BILL 20 AND ITS IMPLICATIONS FOR THE MOST VULNERABLE PATIENTS
May 13th, 2015
The HIV community in Québec will be paying particular attention to news about Bill 20 in the coming weeks.
This bill, whose objective is to improve access to the health system, is mainly about setting patient quotas for family doctors. It requires them to see a minimum number of patients or have their pay reduced by up to 30%.
According to the model envisaged in the bill, a person who is HIV-positive counts as two patients due to the complexity of his/her medical care. However, for people involved in the struggle against HIV in Quebec, this coefficient does not reflect the medical reality of people who, in addition to living with HIV, grapple with other health problems such as Hepatitis C, dependence on drugs, medication or alcohol, or mental problems.

### EXTRACTED DATA
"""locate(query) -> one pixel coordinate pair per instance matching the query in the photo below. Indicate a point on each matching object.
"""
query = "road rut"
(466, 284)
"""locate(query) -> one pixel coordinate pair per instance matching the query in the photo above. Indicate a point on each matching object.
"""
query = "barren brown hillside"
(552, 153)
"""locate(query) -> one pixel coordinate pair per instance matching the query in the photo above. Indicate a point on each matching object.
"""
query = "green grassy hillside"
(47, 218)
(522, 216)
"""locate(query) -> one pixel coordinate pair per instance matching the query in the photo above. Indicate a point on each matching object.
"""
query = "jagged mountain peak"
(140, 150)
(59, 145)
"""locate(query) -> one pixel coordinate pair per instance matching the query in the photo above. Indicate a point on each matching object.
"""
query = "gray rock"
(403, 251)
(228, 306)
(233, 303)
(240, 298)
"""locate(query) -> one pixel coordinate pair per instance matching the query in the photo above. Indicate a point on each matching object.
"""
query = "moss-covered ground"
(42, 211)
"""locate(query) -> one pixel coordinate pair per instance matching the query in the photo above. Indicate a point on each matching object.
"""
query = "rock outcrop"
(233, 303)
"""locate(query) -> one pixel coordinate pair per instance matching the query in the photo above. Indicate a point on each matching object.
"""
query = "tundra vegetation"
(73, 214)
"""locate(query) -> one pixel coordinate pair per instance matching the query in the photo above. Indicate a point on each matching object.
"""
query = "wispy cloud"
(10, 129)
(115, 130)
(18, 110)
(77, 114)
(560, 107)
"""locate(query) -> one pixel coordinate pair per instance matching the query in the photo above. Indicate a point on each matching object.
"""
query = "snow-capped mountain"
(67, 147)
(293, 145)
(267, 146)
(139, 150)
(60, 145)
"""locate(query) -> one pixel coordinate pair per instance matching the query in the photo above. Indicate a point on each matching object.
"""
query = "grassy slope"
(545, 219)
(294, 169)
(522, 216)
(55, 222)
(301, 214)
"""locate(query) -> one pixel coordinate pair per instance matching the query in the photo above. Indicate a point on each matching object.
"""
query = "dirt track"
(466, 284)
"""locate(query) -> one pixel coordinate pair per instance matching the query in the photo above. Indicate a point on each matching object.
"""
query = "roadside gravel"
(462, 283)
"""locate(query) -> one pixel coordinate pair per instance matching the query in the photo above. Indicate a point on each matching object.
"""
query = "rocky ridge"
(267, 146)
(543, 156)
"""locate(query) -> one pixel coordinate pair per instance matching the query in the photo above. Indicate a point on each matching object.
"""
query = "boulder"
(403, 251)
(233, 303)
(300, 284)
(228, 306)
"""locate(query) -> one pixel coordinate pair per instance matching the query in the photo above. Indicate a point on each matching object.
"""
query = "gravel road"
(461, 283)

### WORK REQUEST 1
Answer from the Bill 20 article:
(a) By how much can a family doctor's pay be reduced under the bill?
(b) How many patients does a person who is HIV-positive count as in the bill's model?
(c) Which community will be paying particular attention to news about the bill?
### WORK REQUEST 2
Proceed with the Bill 20 article, starting after its last sentence.
The listing comes from a separate source and is not related to the Bill 20 article.

### ANSWER SECTION 1
(a) Up to 30%.
(b) Two patients.
(c) The HIV community in Québec.

### ANSWER SECTION 2
Many fear that Bill 20 actually reduces access to health care and leads to some forms of discrimination that shut out the most vulnerable patients. In a letter to the Minister of Health and Social Services, published in La Presse on 2 April 2015, Thérèse Richer, executive director of MIELS-Québec, aptly sums up the feelings of a good number of family doctors, health care staff, stakeholders and patients: “The focus should be on real life which, in actual practice, does not fit into systematic mathematical calculations.”